Please gather every line in the material below that contains the word "negative", and copy each line in full.
(Records provided Opens)
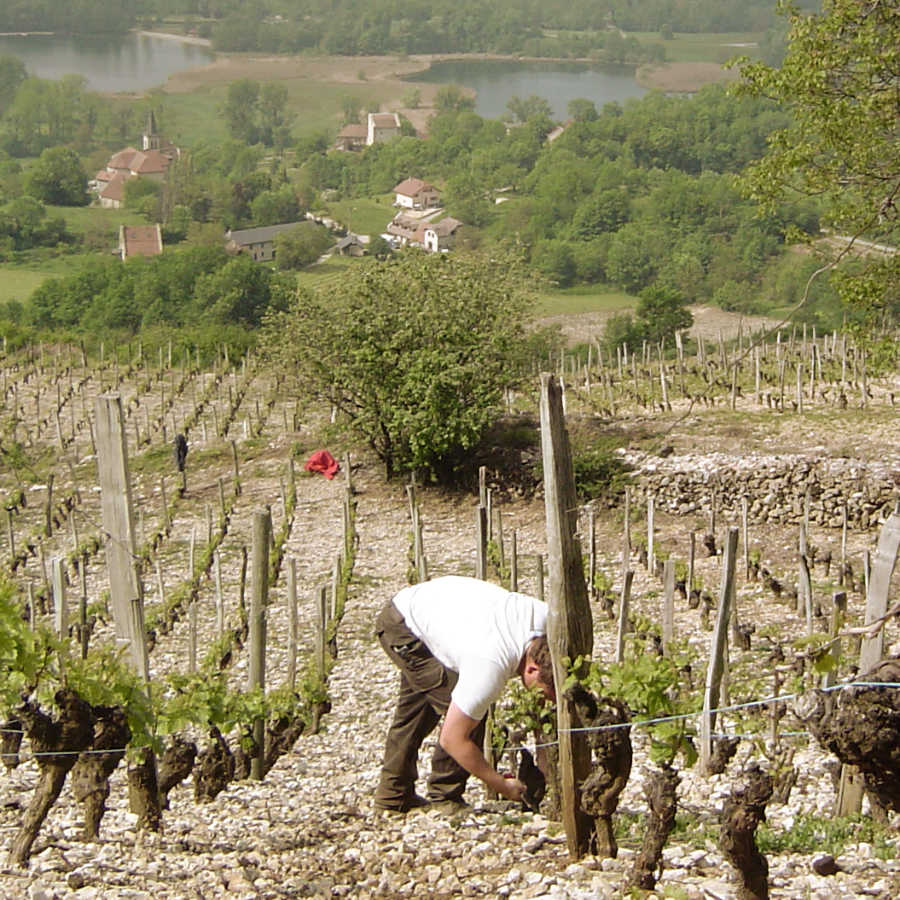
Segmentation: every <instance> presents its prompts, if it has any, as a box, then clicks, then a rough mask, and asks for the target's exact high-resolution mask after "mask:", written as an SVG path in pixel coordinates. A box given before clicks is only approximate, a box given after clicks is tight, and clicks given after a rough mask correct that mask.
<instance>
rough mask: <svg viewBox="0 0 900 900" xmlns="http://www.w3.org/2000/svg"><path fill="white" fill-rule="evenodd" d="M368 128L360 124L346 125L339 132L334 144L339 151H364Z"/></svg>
mask: <svg viewBox="0 0 900 900" xmlns="http://www.w3.org/2000/svg"><path fill="white" fill-rule="evenodd" d="M368 132H369V130H368V128H367V127H366V126H365V125H361V124H360V123H359V122H351V123H350V124H349V125H345V126H344V127H343V128H342V129H341V130H340V131H339V132H338V136H337V139H336V140H335V142H334V145H335V147H337V149H338V150H362V148H363V147H365V146H366V137H367V136H368Z"/></svg>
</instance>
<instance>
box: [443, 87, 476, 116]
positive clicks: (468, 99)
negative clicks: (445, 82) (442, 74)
mask: <svg viewBox="0 0 900 900" xmlns="http://www.w3.org/2000/svg"><path fill="white" fill-rule="evenodd" d="M434 108H435V109H436V110H437V111H438V113H444V112H461V111H463V110H472V109H475V98H474V97H470V96H469V95H468V94H466V93H465V92H464V91H463V89H462V88H461V87H460V86H459V85H458V84H445V85H443V86H442V87H439V88H438V90H437V93H436V94H435V95H434Z"/></svg>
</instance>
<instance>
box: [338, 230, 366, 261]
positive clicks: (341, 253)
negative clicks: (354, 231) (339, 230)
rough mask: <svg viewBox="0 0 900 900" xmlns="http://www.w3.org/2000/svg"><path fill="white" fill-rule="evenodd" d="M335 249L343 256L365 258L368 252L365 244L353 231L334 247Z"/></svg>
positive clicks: (348, 232)
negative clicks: (351, 256)
mask: <svg viewBox="0 0 900 900" xmlns="http://www.w3.org/2000/svg"><path fill="white" fill-rule="evenodd" d="M334 249H335V250H337V252H338V254H339V255H341V256H363V255H364V254H365V252H366V246H365V244H364V243H363V242H362V241H361V240H360V237H359V235H357V234H353V232H352V231H351V232H348V234H347V235H346V236H345V237H342V238H341V239H340V240H339V241H338V242H337V243H336V244H335V245H334Z"/></svg>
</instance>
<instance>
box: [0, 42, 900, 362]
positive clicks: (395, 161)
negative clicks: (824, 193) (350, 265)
mask: <svg viewBox="0 0 900 900" xmlns="http://www.w3.org/2000/svg"><path fill="white" fill-rule="evenodd" d="M840 64H841V63H840V60H837V61H835V65H836V66H839V65H840ZM872 65H873V67H874V68H876V69H877V68H878V67H879V66H881V65H882V63H881V62H880V61H879V62H873V63H872ZM770 71H777V70H768V69H767V68H766V67H765V66H764V64H761V63H760V64H755V65H753V66H749V67H748V68H747V72H748V73H750V74H751V75H752V77H753V80H751V79H748V81H747V84H745V86H744V87H743V89H740V90H735V89H734V88H726V87H723V86H715V85H714V86H708V87H706V88H704V89H703V90H701V91H699V92H698V93H697V94H695V95H691V96H667V95H665V94H663V93H661V92H651V93H649V94H647V95H646V96H645V97H643V98H642V99H640V100H629V101H628V102H626V103H625V104H619V103H609V104H606V105H604V106H603V108H602V109H598V108H597V107H596V105H595V104H594V103H592V102H591V101H589V100H585V99H581V100H575V101H573V102H572V103H571V104H570V105H569V110H568V114H569V118H568V120H567V121H566V122H565V123H564V125H565V127H564V128H563V129H562V132H561V133H557V134H554V139H553V140H550V139H549V137H550V134H551V131H553V129H554V127H555V126H556V125H557V124H558V123H555V122H554V121H553V119H552V117H551V114H550V109H549V105H548V104H547V102H546V101H544V100H543V99H542V98H540V97H527V98H513V99H512V100H511V101H510V103H509V107H508V115H507V116H505V117H504V120H503V121H501V120H499V119H498V120H491V119H484V118H482V117H480V116H478V115H477V114H476V113H475V112H474V111H473V101H472V99H471V97H469V96H467V95H465V94H464V93H463V92H462V91H461V90H460V89H459V88H458V87H455V86H453V85H449V86H444V87H442V88H440V89H438V91H437V93H436V95H435V98H434V107H433V114H432V115H431V117H430V119H429V121H428V130H427V133H425V134H417V133H416V130H415V129H414V128H413V127H412V126H411V125H410V123H409V122H407V121H405V120H404V123H403V124H404V127H403V130H402V134H403V136H401V137H399V138H396V139H394V140H392V141H390V142H387V143H379V144H375V145H373V146H370V147H366V148H364V149H362V150H360V151H358V152H342V151H337V150H335V149H333V140H334V135H335V132H336V130H337V128H338V127H339V126H340V125H341V124H342V123H348V122H354V121H360V120H361V118H362V117H363V116H364V114H365V112H366V110H365V109H364V108H363V107H361V106H360V104H359V103H358V102H357V101H354V100H353V98H352V97H350V96H349V95H346V96H345V97H344V98H343V105H342V111H341V112H340V113H338V112H337V111H335V117H334V125H333V126H332V128H331V129H329V130H322V131H310V130H309V129H308V128H305V129H302V130H298V131H295V130H294V128H295V126H296V124H297V123H296V122H295V121H294V118H293V115H292V112H291V107H290V103H289V99H288V91H287V90H286V88H285V87H284V86H283V85H282V84H279V83H262V84H260V83H258V82H256V81H253V80H251V79H247V78H244V79H239V80H237V81H234V82H232V83H231V84H230V85H229V86H228V88H227V92H226V95H225V98H224V102H223V104H222V107H221V113H222V119H223V121H224V123H225V125H226V127H227V129H228V134H229V139H227V140H225V141H203V140H200V141H197V142H196V143H194V144H193V145H192V146H185V147H183V148H182V151H181V158H180V160H179V163H178V165H177V166H175V167H174V172H173V174H172V175H171V176H170V177H169V178H168V179H167V180H166V182H165V183H164V184H158V183H153V182H150V181H147V180H145V179H136V180H134V181H133V182H132V183H130V184H129V185H128V188H127V190H126V192H125V210H126V211H127V212H131V213H133V214H134V215H135V216H137V217H140V218H142V219H144V220H145V221H148V222H161V223H162V227H163V230H164V235H165V241H166V246H167V248H168V250H167V254H166V256H167V257H171V259H162V260H150V261H147V262H141V263H139V264H135V265H134V266H131V265H129V266H126V267H124V270H121V271H120V269H121V267H119V268H116V267H115V266H113V265H110V264H109V263H108V262H107V261H104V262H103V263H100V262H97V263H96V264H95V263H92V264H91V266H90V267H88V268H87V269H85V271H84V273H81V272H78V271H76V270H77V268H78V265H75V266H73V267H72V269H73V271H71V272H67V273H66V275H65V276H64V277H61V278H57V279H51V280H50V281H48V282H47V283H45V284H44V285H43V286H42V287H41V288H40V290H39V291H38V292H37V293H36V294H35V295H34V297H33V298H32V299H31V301H30V302H28V303H23V302H22V301H23V300H24V299H25V298H20V299H19V300H17V301H15V302H10V303H8V304H6V305H5V307H4V308H3V309H2V313H0V314H2V315H3V317H4V318H6V319H8V320H10V321H12V322H15V323H17V324H18V325H19V326H31V327H43V328H65V329H76V330H79V329H80V330H86V331H88V332H90V333H92V334H95V333H96V331H97V329H98V328H101V327H107V328H110V329H113V330H117V331H118V330H121V331H122V332H124V333H126V334H134V333H136V332H137V331H138V330H139V329H141V328H142V327H150V326H152V327H174V328H184V327H197V328H201V329H202V328H210V327H235V326H237V327H238V328H241V327H244V326H246V325H251V326H253V325H255V324H258V323H259V322H260V321H261V320H262V318H263V314H264V312H265V307H266V305H267V304H269V303H270V302H273V303H275V304H276V306H277V305H278V304H282V305H283V297H284V292H285V290H286V288H285V287H284V284H287V283H288V282H289V281H290V280H291V279H293V278H295V277H296V272H297V270H299V269H302V268H303V267H304V266H306V265H308V264H309V263H310V262H312V261H314V260H315V259H316V258H317V256H318V255H319V254H321V253H322V252H323V250H324V249H327V246H326V245H327V244H328V239H329V238H328V234H327V232H326V231H325V230H324V229H323V228H321V227H319V226H313V225H310V227H309V229H307V230H306V231H305V232H303V233H302V234H300V233H299V232H298V234H297V235H295V236H293V237H292V239H291V241H290V243H289V244H288V242H287V241H286V242H285V243H284V245H283V246H282V248H281V250H280V252H279V255H278V257H277V259H278V263H277V270H278V271H274V272H273V271H270V270H268V269H267V270H266V273H265V275H264V276H263V275H260V276H259V277H256V274H257V273H251V269H252V267H248V266H246V265H245V264H244V263H242V262H239V261H228V260H227V258H226V257H225V256H224V255H223V254H221V253H212V251H211V248H217V249H219V250H220V249H221V246H222V235H223V233H224V232H225V231H226V230H228V229H233V228H247V227H256V226H265V225H273V224H278V223H283V222H290V221H297V220H299V219H301V218H303V217H304V214H305V213H307V212H314V213H316V214H317V215H319V216H326V217H327V216H332V215H333V210H334V209H337V208H341V205H342V204H351V203H353V202H357V201H358V202H360V203H362V204H364V205H367V208H368V209H370V211H371V212H372V216H373V217H374V219H370V221H374V220H375V219H377V220H378V221H377V225H376V226H375V227H374V228H373V227H371V226H370V228H369V230H368V233H369V236H370V238H371V240H372V243H371V247H372V252H373V254H374V255H383V254H385V253H386V252H388V248H387V247H386V246H385V244H384V242H383V241H381V240H380V238H379V233H380V231H382V230H383V229H384V227H385V225H386V224H387V221H388V220H389V219H390V217H391V216H392V215H393V210H392V208H391V202H392V200H393V196H392V194H391V192H392V189H393V187H394V185H396V184H398V183H399V182H400V181H402V180H403V179H405V178H409V177H417V178H421V179H424V180H427V181H430V182H432V183H434V184H435V185H437V186H438V187H439V188H440V190H441V192H442V196H443V201H444V206H445V209H446V212H447V214H449V215H451V216H453V217H455V218H456V219H458V220H459V221H461V222H463V223H464V225H465V228H464V230H463V236H462V238H461V241H462V243H461V246H460V249H461V250H462V251H465V252H472V251H475V250H479V249H483V250H489V249H491V248H497V249H500V248H503V247H504V246H514V247H515V248H516V252H517V253H519V254H521V256H522V258H523V260H524V261H525V263H526V264H527V265H528V266H530V268H531V269H532V271H533V272H534V274H535V275H536V276H538V277H539V278H541V279H543V280H544V283H545V284H546V285H547V286H548V287H549V288H552V289H556V290H559V289H563V290H564V289H567V288H577V287H586V288H595V287H596V286H607V287H609V288H611V289H614V290H618V291H622V292H625V294H627V295H629V296H631V297H634V298H637V297H640V296H642V295H643V292H647V291H649V292H651V293H650V296H651V297H655V298H657V299H658V298H659V297H660V296H663V297H669V298H671V299H672V301H673V303H674V304H675V305H676V306H680V305H682V304H691V303H707V304H712V305H715V306H717V307H720V308H722V309H724V310H728V311H735V312H739V313H744V314H766V313H770V312H773V311H781V310H784V309H786V308H791V307H797V311H796V313H795V317H796V321H798V322H803V323H807V324H812V325H816V326H818V327H819V328H823V329H833V328H838V327H842V326H843V325H844V324H847V323H848V322H849V323H852V322H854V321H855V320H856V319H857V318H859V317H865V316H869V315H870V313H871V309H872V308H873V302H874V306H875V307H877V309H878V310H879V314H880V315H881V316H882V317H884V316H887V317H888V318H891V317H895V316H896V314H897V300H896V298H895V296H894V294H893V293H892V292H887V293H885V292H882V293H881V294H880V295H879V296H878V298H877V301H868V300H867V301H866V302H865V303H857V304H850V305H849V306H848V305H847V304H846V303H844V302H843V301H842V300H841V298H840V297H839V291H838V289H837V284H838V281H839V280H840V279H838V280H836V279H835V278H833V277H829V276H827V275H826V276H825V277H813V276H814V273H817V272H818V270H819V269H820V267H821V265H822V261H821V258H819V257H818V256H817V254H816V253H814V252H809V251H810V248H811V247H812V246H813V242H814V241H816V240H817V239H819V237H820V234H821V231H820V229H822V228H826V227H829V228H834V227H838V226H840V227H843V225H845V224H848V223H849V222H850V221H851V220H850V219H849V218H847V216H846V215H843V214H842V216H841V217H835V216H834V215H833V214H831V215H830V216H829V215H827V214H826V213H827V210H826V206H825V205H824V204H823V203H822V202H821V201H820V199H819V197H820V196H821V194H822V190H820V189H816V190H810V191H802V190H793V189H792V190H785V191H782V192H781V193H780V194H778V195H777V196H776V195H774V194H772V195H771V196H768V197H767V198H766V203H765V204H760V203H759V202H758V199H757V197H763V196H764V193H765V191H766V190H768V188H769V187H771V185H774V184H777V183H778V182H777V179H776V180H773V178H772V177H771V175H770V174H768V175H767V174H766V173H767V172H770V171H771V170H767V169H766V163H765V160H766V158H767V154H771V152H772V149H771V148H772V146H773V145H775V144H776V143H777V141H781V140H783V138H782V137H781V136H782V135H785V134H789V133H790V129H792V128H796V127H797V126H796V118H795V117H794V116H793V115H792V106H793V104H792V100H791V98H790V97H783V98H781V100H782V102H777V100H776V99H773V96H772V94H773V91H774V90H775V88H774V87H773V85H772V84H768V85H767V84H765V83H764V82H763V79H765V78H767V77H769V76H768V75H767V73H768V72H770ZM776 87H777V85H776ZM409 94H410V97H409V99H408V101H407V102H409V103H410V104H411V105H415V104H416V103H417V102H418V100H417V99H416V97H417V94H418V91H417V90H416V89H415V88H413V87H411V88H410V91H409ZM151 111H152V112H153V114H154V116H155V117H156V121H157V122H158V123H159V127H160V129H161V131H162V132H165V130H166V123H167V115H168V112H167V98H166V96H165V94H163V93H156V94H153V95H151V96H149V97H147V98H144V99H142V100H140V101H138V102H130V101H120V102H106V101H105V100H103V99H102V98H100V97H98V96H97V95H95V94H93V93H91V92H90V91H88V90H86V88H85V86H84V83H83V81H82V80H80V79H79V78H78V77H77V76H69V77H67V78H64V79H62V80H61V81H56V82H54V81H47V80H43V79H40V78H35V77H30V76H28V73H27V72H26V71H25V70H24V67H23V66H22V65H21V63H19V62H18V61H17V60H15V59H14V58H11V57H5V58H0V254H2V256H3V258H4V259H6V260H9V261H14V262H24V261H26V260H27V259H28V258H30V257H29V254H32V255H34V256H35V258H39V257H40V256H41V255H42V254H43V256H44V258H46V257H47V256H48V255H51V254H52V255H54V256H62V257H63V258H65V257H66V256H67V255H68V254H77V255H74V256H73V260H74V261H76V262H77V263H79V264H80V261H81V259H82V258H83V254H84V253H86V252H88V253H90V252H96V251H98V250H108V249H109V246H108V243H106V245H105V246H104V242H105V241H108V238H104V237H103V236H102V235H98V234H97V233H96V232H93V231H92V230H90V229H84V228H82V229H80V230H79V231H77V232H73V231H71V230H68V229H67V226H66V223H65V220H64V219H62V218H60V214H61V212H62V211H64V210H66V209H69V208H73V207H78V206H81V205H83V204H84V203H85V202H86V201H87V199H88V194H87V192H86V184H87V179H88V177H89V176H90V175H91V174H92V173H93V172H95V171H97V169H98V168H100V167H101V166H103V165H105V161H106V159H108V157H109V154H110V152H111V151H113V150H115V149H116V148H118V147H121V146H122V145H123V144H125V143H126V142H127V141H129V140H132V141H133V140H134V135H135V134H137V133H139V131H140V129H141V126H142V121H143V120H145V119H146V116H147V114H148V113H149V112H151ZM370 111H374V110H370ZM888 115H889V111H888ZM877 121H878V120H875V122H876V124H875V125H874V126H869V130H870V133H871V140H872V141H877V140H880V137H879V134H880V131H879V126H878V125H877ZM885 127H886V128H887V131H886V132H885V133H890V122H887V125H886V126H885ZM862 129H863V123H862V122H860V123H858V125H857V126H856V127H855V128H854V130H853V131H852V132H850V134H862V133H863V130H862ZM808 131H809V129H807V132H808ZM810 152H811V154H812V155H811V173H813V174H814V173H815V172H816V171H817V168H816V166H817V159H818V157H816V156H815V148H812V149H811V151H810ZM846 158H847V159H850V160H852V159H856V158H859V154H858V153H856V151H855V150H854V151H852V152H850V151H848V153H847V156H846ZM760 173H761V174H760ZM795 177H796V176H794V175H793V174H792V175H791V176H790V179H791V180H794V179H795ZM836 177H837V176H836ZM860 177H861V178H862V179H865V178H867V177H868V175H867V173H866V171H861V173H860ZM878 184H879V182H878V180H877V179H876V180H875V181H873V187H872V190H877V189H878ZM770 193H771V191H770ZM839 193H840V192H839ZM754 195H756V196H754ZM848 196H849V195H848ZM873 202H874V201H873ZM382 210H383V211H382ZM849 212H853V211H852V210H850V211H849ZM863 212H864V211H861V212H860V221H863V220H864V218H865V217H864V215H863ZM848 215H849V213H848ZM866 227H868V226H866ZM348 228H349V223H348V222H342V221H341V220H340V216H338V220H337V223H336V225H335V229H336V232H337V234H338V235H340V234H343V233H345V231H346V230H347V229H348ZM870 233H871V234H872V235H873V237H874V236H876V235H877V239H878V240H881V241H882V242H884V243H886V244H895V243H896V235H895V234H894V224H893V218H892V217H891V216H881V218H880V220H879V223H878V226H877V228H876V229H875V230H872V229H871V228H870ZM207 251H209V252H207ZM176 260H177V261H176ZM138 268H141V271H140V272H138V271H137V269H138ZM132 269H134V271H132ZM864 269H865V265H864V264H863V263H862V262H861V261H860V260H856V261H854V260H853V259H849V260H846V261H845V264H844V265H843V266H842V277H843V276H846V275H850V276H852V274H853V273H854V272H855V271H857V270H860V271H862V270H864ZM145 270H146V271H145ZM251 274H253V275H254V277H252V278H251V277H250V275H251ZM242 278H243V279H245V280H246V282H247V283H246V284H241V283H240V282H241V279H242ZM285 278H287V279H288V280H287V281H284V279H285ZM98 279H99V281H98ZM270 282H271V283H270ZM282 282H283V283H282ZM149 285H153V286H154V287H153V290H157V289H158V296H154V297H151V296H149V295H148V294H147V291H148V290H149V288H148V286H149ZM199 285H202V289H200V288H199V287H198V286H199ZM86 286H87V287H86ZM857 286H858V289H859V290H860V291H863V292H864V293H867V294H872V293H873V289H872V288H871V287H870V286H866V284H864V282H863V281H858V282H857ZM854 290H856V288H854ZM273 298H275V299H273ZM278 298H280V299H278ZM654 302H655V301H654ZM639 324H640V323H639V321H637V320H634V319H629V318H628V317H624V318H618V319H617V320H616V321H615V322H614V323H613V324H612V325H611V330H610V340H611V341H612V340H614V341H625V342H628V343H632V344H634V343H640V341H641V340H643V339H644V338H645V337H646V334H644V333H643V332H642V328H640V327H638V325H639Z"/></svg>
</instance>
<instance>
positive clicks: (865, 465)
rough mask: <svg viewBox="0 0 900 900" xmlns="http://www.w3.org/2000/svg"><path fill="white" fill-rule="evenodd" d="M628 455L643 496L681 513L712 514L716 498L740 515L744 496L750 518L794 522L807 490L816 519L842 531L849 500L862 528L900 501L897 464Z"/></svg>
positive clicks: (658, 507) (825, 523)
mask: <svg viewBox="0 0 900 900" xmlns="http://www.w3.org/2000/svg"><path fill="white" fill-rule="evenodd" d="M625 459H626V461H627V462H628V463H630V464H631V465H632V466H633V467H634V474H635V476H636V489H637V492H638V494H639V495H641V496H642V497H643V498H646V497H647V495H649V494H654V495H655V497H656V508H657V509H664V510H667V511H669V512H672V513H675V514H676V515H703V514H705V515H708V514H709V513H710V510H711V509H712V504H713V503H714V502H715V504H716V509H717V510H718V512H720V513H721V514H723V515H725V516H728V515H734V516H739V515H740V514H741V501H742V498H744V497H746V498H747V512H748V518H749V520H750V521H751V522H754V523H766V522H773V523H783V524H796V523H799V522H801V521H802V520H803V512H804V504H805V501H806V496H807V493H808V495H809V521H810V523H811V524H815V525H822V526H825V527H831V528H840V527H841V526H842V524H843V516H844V504H846V508H847V522H848V526H849V527H851V528H854V529H862V530H865V529H867V528H870V527H873V526H875V525H876V524H877V523H878V522H879V521H881V520H882V519H884V518H885V517H886V516H887V515H888V514H890V513H891V512H892V511H893V510H894V508H895V506H896V505H897V503H898V501H900V463H893V464H892V463H891V462H884V463H879V464H868V465H866V464H863V463H861V462H860V461H859V460H853V459H832V458H810V457H809V456H799V455H798V456H791V455H778V456H766V455H761V454H760V455H748V456H742V457H740V458H737V457H734V456H730V455H728V454H716V453H711V454H702V455H699V454H698V455H686V456H677V457H668V458H665V459H663V458H660V457H655V456H647V455H637V454H626V455H625Z"/></svg>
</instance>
(Records provided Closes)
Result of this exercise:
negative clicks: (445, 82) (442, 74)
negative clicks: (354, 231) (339, 230)
negative clicks: (351, 256)
negative clicks: (824, 193) (350, 265)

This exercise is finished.